▶ _RECORDS SHOWN_:
/---

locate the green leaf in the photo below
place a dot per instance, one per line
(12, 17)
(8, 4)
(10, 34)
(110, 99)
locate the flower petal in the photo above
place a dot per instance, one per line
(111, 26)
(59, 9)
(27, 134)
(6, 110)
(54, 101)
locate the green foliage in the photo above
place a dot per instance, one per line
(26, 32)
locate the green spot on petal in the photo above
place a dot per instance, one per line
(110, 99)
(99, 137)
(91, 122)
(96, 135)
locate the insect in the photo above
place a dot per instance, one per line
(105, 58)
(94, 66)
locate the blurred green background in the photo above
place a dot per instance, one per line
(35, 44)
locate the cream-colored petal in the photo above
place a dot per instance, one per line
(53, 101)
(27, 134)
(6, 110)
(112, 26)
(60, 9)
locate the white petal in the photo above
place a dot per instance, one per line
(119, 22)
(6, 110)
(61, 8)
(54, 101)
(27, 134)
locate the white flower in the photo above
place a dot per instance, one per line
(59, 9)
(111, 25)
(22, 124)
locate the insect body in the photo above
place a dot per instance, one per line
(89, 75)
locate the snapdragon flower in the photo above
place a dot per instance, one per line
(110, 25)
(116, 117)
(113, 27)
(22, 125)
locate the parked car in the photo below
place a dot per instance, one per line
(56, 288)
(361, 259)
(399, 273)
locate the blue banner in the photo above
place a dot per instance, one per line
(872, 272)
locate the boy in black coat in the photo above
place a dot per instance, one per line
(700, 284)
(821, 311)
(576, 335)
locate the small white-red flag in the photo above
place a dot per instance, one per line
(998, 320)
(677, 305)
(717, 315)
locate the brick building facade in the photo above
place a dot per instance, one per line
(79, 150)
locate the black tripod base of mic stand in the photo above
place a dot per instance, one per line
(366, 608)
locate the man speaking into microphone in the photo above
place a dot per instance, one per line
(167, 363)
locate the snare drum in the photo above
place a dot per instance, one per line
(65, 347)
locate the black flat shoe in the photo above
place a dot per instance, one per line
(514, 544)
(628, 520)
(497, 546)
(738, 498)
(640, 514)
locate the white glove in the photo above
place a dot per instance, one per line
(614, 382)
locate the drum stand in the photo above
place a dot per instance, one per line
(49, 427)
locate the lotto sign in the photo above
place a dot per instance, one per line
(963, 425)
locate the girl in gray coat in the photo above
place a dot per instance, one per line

\---

▶ _JOB_: Transcribe each record exactly. Leave nothing out.

▶ _WRITTEN ANSWER_:
locate the green leaf in the photo below
place a dot per instance, one per line
(12, 17)
(8, 4)
(10, 34)
(110, 99)
locate the flower petal in the photo above
place a dot per instance, one per line
(111, 26)
(59, 9)
(27, 134)
(6, 110)
(54, 101)
locate the green foliage in the photo above
place a dot per instance, one per line
(26, 32)
locate the green spot on petal in the photo above
place a dot per instance, one per line
(110, 99)
(99, 137)
(91, 122)
(96, 135)
locate the insect in the photo above
place a dot per instance, one per line
(105, 58)
(94, 66)
locate the blurred green background in the photo above
place a dot per instance, one per line
(35, 44)
locate the cream-colored petal in the photo above
place a dot per instance, one per line
(53, 101)
(27, 134)
(6, 110)
(112, 26)
(60, 9)
locate the white petal in the photo above
place a dot per instance, one per line
(119, 22)
(6, 110)
(61, 8)
(54, 101)
(27, 134)
locate the white flower in the photo above
place a dot per instance, one per line
(59, 9)
(111, 25)
(22, 124)
locate the insect body in the photo above
place a dot per instance, one per line
(89, 75)
locate the snapdragon flower in the photo above
place a dot per instance, one per line
(110, 25)
(116, 117)
(113, 27)
(22, 125)
locate the parked car in the photo below
place a dot per instance, one per line
(56, 288)
(361, 259)
(399, 273)
locate the blue banner in the photo above
place a dot per instance, one per line
(872, 272)
locate the boy in black coat in the photo above
place a dot per instance, one per line
(700, 284)
(821, 311)
(576, 335)
locate the small white-red flag in the photo above
place a dot per instance, one per line
(998, 320)
(677, 305)
(717, 315)
locate the brick building facade in the photo above
place a dot per instance, one per line
(79, 150)
locate the black tripod base of mic stand in the photo above
place a dot per instance, one per line
(366, 608)
locate the man speaking into microphone in the photo above
place a dot per instance, one per line
(167, 363)
locate the snare drum in the photo above
place a dot per instance, one per line
(65, 347)
locate the black flat shoe in the photo above
place a dot per instance, one per line
(514, 544)
(628, 520)
(497, 546)
(738, 498)
(640, 514)
locate the white glove in the photo above
place a dot per instance, one per line
(614, 382)
locate the drum stand in the photo above
place a dot per instance, one per line
(49, 427)
locate the lotto sign in the photo above
place a dot per instance, one per line
(963, 425)
locate the girl in gray coat in the photo above
place a dot per instance, one per line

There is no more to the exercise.